== Selected excerpt
The video, called “McCain on McCain,” was released today by the campaign of JD Hayworth, the conservative challenger to the moderate McCain.
The video can be seen by clicking here.
In the video, Sen. McCain is heard saying that he is confident that the people of Arizona will “…judge me on not what I’ve done for them, but what they think I can do for them.” Most politicians who have spent as many years in the U.S. Senate as McCain has would be expected to run on their record – not their potential.
Limits on Free Speech
McCain and Democrat Sen. Russ Feingold teamed up to create the McCain-Feingold Campaign Finance Reform, placing extreme limits on the freedom of speech during election campaign seasons.
Citizens United, a conservative non-profit organization that produced a documentary movie highly critical of then-candidate Hillary Clinton, wanted to distribute the move via video-on-demand technology, and run ads promoting the movie. The FEC ruled that they could not, under the electioneering communications sections of McCain-Feingold, air commercials promoting the movie or distribute the movie via video-on-demand technology.
====
== Listed entries
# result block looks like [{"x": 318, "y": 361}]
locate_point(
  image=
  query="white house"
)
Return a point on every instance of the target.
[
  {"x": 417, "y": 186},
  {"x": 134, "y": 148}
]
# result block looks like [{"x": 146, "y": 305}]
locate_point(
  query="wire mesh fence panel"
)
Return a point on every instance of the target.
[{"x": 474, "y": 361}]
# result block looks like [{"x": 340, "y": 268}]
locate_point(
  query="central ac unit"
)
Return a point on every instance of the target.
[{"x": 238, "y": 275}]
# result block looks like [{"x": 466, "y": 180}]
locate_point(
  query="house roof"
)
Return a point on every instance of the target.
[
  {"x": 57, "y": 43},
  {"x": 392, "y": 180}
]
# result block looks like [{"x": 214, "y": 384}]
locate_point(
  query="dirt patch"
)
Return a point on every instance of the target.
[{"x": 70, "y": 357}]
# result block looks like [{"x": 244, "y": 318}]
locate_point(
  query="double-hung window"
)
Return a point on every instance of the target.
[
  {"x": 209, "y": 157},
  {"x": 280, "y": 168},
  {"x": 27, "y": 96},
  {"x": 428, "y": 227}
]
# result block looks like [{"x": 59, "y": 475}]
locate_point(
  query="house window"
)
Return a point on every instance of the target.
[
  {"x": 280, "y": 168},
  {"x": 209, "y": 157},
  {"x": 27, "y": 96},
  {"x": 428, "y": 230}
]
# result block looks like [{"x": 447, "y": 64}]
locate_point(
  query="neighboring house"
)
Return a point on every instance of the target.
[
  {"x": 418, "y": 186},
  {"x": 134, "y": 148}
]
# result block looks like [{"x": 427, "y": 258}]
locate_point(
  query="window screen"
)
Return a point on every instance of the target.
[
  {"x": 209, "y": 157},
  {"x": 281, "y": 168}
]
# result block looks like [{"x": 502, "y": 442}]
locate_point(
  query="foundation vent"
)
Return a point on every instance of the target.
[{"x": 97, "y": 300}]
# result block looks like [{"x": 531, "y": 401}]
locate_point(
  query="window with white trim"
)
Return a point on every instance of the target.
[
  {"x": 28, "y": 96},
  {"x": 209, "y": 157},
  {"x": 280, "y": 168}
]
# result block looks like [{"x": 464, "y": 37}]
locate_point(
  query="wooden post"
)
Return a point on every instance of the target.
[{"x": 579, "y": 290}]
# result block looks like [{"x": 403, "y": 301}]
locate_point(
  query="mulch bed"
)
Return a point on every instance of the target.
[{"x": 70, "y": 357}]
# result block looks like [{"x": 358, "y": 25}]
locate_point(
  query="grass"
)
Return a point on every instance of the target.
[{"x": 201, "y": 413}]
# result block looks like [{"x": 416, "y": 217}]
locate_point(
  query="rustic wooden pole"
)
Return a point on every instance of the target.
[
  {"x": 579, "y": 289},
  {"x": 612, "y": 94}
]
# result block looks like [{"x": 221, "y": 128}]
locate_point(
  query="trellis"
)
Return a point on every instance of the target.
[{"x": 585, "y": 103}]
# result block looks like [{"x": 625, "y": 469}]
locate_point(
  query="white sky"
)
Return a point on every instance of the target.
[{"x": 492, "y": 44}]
====
- **Exercise instructions**:
1. In the McCain excerpt, which senator worked with McCain to create the campaign finance reform?
2. Repeat the McCain excerpt from "The video, called" to "not their potential.".

- **Results of the exercise**:
1. Democrat Sen. Russ Feingold

2.
The video, called “McCain on McCain,” was released today by the campaign of JD Hayworth, the conservative challenger to the moderate McCain.
The video can be seen by clicking here.
In the video, Sen. McCain is heard saying that he is confident that the people of Arizona will “…judge me on not what I’ve done for them, but what they think I can do for them.” Most politicians who have spent as many years in the U.S. Senate as McCain has would be expected to run on their record – not their potential.